§ **GIVEN RECORDS**:
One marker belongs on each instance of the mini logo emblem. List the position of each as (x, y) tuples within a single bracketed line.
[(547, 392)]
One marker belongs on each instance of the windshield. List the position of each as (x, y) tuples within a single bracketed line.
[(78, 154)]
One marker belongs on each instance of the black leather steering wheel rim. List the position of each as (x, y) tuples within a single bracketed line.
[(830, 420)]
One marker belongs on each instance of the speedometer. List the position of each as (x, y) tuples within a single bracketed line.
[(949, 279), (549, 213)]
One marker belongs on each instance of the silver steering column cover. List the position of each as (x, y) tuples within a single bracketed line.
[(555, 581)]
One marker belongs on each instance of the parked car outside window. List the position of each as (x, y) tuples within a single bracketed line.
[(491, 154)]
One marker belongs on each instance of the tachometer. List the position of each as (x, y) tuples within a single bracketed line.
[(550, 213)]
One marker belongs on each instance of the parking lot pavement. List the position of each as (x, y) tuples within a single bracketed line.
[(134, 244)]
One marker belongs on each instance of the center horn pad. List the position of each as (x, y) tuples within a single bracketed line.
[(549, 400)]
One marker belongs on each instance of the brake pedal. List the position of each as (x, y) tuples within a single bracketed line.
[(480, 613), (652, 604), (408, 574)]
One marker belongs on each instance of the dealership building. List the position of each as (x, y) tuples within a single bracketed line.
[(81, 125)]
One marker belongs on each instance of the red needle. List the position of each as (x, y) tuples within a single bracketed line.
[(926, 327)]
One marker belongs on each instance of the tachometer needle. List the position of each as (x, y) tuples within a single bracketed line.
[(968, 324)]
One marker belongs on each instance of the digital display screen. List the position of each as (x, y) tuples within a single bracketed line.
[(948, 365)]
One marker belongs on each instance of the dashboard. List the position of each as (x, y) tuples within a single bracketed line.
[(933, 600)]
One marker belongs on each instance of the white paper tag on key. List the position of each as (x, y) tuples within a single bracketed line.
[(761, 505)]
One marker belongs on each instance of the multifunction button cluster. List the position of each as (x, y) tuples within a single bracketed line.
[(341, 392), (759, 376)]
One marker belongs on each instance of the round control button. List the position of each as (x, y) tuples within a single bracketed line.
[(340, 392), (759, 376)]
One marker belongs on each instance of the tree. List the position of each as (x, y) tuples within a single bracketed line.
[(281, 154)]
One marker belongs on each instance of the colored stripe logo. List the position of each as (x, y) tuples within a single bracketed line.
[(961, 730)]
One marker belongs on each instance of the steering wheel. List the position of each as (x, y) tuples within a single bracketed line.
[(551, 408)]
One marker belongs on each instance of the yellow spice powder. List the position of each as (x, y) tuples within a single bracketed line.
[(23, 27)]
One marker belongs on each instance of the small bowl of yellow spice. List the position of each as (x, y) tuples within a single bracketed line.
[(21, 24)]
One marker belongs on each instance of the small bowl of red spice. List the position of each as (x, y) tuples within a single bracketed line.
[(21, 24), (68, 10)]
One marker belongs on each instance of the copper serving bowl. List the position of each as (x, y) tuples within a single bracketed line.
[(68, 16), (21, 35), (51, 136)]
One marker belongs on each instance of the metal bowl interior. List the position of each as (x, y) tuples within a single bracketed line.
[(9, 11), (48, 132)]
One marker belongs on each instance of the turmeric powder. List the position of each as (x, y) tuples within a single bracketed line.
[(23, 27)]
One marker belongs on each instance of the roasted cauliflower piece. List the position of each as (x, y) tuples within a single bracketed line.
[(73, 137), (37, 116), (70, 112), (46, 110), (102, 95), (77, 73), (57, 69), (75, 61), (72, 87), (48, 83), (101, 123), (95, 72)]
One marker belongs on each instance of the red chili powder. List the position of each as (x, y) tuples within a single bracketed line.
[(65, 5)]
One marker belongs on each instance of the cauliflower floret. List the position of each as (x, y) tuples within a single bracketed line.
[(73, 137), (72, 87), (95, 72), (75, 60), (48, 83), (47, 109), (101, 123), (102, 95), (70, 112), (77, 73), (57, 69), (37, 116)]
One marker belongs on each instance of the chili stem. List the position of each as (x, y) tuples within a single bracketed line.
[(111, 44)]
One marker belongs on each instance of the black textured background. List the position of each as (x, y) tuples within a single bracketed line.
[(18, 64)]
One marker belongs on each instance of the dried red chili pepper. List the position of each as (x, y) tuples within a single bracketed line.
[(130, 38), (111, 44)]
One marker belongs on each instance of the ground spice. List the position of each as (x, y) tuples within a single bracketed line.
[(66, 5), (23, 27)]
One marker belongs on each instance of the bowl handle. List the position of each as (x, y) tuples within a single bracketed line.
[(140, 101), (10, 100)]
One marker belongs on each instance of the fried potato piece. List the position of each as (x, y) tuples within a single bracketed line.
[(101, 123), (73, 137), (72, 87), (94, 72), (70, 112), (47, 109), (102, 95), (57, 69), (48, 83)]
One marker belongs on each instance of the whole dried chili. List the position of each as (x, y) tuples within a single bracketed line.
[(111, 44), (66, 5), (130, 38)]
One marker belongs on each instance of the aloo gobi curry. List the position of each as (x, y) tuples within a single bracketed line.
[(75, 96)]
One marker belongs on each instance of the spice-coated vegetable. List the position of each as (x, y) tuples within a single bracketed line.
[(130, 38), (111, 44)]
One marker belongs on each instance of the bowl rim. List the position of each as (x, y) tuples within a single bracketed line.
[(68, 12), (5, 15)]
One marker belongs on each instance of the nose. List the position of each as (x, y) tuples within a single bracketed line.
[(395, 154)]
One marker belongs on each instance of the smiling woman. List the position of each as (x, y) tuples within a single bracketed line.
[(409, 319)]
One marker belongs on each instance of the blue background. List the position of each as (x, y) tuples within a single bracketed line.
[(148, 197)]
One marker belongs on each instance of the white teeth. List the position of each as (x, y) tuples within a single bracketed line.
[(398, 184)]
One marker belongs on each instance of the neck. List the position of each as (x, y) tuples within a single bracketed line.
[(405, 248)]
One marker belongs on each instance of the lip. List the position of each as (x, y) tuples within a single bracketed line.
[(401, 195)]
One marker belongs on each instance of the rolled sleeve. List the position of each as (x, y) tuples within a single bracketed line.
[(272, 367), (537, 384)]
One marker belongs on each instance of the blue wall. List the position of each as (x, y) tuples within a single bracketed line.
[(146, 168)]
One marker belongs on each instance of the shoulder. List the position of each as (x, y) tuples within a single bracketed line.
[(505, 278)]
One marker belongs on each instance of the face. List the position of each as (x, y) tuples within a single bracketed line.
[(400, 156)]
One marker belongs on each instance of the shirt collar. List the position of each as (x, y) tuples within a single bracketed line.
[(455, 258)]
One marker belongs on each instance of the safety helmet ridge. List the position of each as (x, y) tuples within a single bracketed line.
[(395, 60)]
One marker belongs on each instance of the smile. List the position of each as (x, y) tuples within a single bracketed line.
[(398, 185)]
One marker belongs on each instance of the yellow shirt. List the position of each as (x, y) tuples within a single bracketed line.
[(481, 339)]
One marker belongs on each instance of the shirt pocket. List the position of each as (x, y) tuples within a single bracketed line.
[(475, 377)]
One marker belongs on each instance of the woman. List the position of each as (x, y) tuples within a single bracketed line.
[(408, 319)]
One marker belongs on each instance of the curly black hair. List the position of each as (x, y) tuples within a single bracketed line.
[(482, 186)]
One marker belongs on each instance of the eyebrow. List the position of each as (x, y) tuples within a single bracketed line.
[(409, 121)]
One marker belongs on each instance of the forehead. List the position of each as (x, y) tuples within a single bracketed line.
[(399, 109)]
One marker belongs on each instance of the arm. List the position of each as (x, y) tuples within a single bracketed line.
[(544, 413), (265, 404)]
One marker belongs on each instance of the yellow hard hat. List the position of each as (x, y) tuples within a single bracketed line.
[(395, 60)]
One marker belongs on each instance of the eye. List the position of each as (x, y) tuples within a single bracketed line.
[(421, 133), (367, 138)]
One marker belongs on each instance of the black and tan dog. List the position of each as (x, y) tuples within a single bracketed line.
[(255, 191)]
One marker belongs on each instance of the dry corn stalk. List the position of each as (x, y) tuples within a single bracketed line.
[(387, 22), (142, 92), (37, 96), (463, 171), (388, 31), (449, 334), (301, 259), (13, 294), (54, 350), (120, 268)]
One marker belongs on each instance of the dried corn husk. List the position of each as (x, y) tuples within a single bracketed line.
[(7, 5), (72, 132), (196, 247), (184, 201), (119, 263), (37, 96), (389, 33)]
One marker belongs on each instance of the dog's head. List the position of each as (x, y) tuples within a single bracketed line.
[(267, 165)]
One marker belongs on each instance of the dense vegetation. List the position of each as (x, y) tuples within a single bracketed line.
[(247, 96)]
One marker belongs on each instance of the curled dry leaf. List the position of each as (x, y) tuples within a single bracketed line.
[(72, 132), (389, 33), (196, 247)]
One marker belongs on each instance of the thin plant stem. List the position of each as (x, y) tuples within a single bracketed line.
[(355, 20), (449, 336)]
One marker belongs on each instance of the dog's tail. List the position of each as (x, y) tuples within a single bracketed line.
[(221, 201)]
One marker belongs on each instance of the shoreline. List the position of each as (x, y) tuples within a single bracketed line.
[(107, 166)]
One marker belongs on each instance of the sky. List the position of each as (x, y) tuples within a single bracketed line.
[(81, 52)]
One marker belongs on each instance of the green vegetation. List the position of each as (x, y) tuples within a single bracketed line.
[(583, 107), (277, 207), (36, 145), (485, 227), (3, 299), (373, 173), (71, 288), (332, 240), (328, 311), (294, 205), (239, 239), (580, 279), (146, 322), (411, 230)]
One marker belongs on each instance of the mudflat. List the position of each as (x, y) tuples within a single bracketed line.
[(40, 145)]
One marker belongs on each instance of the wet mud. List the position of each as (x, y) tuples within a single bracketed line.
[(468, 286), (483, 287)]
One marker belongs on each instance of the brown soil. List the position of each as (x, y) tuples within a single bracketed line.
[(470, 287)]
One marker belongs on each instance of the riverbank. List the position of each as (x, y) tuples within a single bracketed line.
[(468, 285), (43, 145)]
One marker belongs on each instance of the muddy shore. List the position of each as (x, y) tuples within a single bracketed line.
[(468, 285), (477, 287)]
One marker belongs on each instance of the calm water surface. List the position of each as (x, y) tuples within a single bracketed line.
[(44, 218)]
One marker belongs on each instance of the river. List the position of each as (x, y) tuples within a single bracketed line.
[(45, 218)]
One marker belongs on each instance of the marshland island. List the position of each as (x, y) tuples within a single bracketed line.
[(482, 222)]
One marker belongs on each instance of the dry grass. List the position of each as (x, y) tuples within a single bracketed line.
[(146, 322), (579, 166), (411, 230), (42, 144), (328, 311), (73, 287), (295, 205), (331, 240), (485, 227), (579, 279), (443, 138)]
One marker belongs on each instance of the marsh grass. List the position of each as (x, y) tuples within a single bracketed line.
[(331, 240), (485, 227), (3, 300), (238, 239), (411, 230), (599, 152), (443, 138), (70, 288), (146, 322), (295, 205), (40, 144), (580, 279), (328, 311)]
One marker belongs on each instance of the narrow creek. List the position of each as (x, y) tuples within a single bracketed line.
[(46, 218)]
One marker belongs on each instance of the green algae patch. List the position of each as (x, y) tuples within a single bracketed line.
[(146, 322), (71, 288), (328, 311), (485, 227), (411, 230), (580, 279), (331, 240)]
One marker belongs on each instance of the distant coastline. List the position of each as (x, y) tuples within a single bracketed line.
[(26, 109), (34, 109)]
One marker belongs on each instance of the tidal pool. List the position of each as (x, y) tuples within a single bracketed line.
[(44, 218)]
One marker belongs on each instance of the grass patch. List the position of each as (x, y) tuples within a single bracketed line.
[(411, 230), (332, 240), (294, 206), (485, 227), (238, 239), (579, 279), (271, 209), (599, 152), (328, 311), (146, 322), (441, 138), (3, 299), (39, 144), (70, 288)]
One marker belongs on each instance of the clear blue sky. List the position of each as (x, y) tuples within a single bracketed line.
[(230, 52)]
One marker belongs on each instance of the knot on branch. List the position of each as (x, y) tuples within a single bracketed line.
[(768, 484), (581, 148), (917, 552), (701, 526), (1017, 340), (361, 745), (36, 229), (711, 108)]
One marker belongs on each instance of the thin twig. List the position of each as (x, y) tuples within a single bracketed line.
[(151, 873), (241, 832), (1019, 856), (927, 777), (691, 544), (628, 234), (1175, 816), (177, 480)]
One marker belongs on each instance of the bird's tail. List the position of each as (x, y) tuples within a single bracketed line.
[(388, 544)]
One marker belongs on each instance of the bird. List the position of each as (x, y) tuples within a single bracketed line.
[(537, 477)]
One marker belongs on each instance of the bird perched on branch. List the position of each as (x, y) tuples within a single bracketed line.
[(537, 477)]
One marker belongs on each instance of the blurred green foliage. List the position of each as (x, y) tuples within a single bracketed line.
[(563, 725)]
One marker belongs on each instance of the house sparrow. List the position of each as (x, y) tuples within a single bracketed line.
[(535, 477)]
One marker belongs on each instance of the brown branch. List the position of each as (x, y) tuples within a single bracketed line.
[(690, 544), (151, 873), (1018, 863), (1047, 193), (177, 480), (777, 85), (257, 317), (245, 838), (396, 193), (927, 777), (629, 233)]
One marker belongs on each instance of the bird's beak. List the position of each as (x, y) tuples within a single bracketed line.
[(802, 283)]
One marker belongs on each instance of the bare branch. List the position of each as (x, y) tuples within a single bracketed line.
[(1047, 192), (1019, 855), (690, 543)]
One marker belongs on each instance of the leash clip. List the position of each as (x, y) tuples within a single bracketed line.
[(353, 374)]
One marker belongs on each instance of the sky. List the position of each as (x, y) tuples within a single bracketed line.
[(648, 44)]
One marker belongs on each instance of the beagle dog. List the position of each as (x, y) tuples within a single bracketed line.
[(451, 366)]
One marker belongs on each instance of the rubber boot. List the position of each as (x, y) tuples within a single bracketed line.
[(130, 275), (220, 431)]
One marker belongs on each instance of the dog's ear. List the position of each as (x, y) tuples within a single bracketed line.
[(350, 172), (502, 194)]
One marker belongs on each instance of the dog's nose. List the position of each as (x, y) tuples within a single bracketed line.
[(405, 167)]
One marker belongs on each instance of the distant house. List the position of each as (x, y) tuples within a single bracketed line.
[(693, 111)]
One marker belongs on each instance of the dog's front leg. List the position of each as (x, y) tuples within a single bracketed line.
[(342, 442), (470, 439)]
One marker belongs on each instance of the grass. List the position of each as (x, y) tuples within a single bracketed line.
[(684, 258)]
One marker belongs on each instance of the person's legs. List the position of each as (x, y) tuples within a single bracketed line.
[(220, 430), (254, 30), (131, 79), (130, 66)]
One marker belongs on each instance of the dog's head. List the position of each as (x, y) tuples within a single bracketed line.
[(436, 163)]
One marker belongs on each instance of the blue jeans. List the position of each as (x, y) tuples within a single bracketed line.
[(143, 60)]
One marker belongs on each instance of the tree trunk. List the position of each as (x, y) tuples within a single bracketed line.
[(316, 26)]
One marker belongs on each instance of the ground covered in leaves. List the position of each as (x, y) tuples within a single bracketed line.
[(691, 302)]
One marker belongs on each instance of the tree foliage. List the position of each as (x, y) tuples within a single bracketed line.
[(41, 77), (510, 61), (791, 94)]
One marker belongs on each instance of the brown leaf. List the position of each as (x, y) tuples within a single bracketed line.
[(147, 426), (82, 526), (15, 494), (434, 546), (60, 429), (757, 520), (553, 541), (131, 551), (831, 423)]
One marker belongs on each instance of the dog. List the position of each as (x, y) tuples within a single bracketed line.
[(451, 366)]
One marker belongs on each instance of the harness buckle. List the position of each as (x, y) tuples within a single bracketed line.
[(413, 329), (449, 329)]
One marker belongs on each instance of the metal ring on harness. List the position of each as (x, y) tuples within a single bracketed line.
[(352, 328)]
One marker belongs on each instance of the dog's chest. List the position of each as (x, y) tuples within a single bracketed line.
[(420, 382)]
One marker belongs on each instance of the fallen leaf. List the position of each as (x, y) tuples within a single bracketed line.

§ **TASK DETAILS**: Express as a JSON list of strings the lines of the entries above, running from the line that contains "One marker belongs on each instance of the parked" up to and including the line that contains "[(550, 213)]". Give one string per line and omit blank lines.

§ **FULL RESPONSE**:
[
  "One marker belongs on each instance of the parked car outside window. List the position of each as (x, y) tuples within a single bracketed line.",
  "[(491, 154)]",
  "One marker belongs on each instance of the tachometer. List the position of each as (x, y) tuples within a single bracketed line.",
  "[(550, 213)]"
]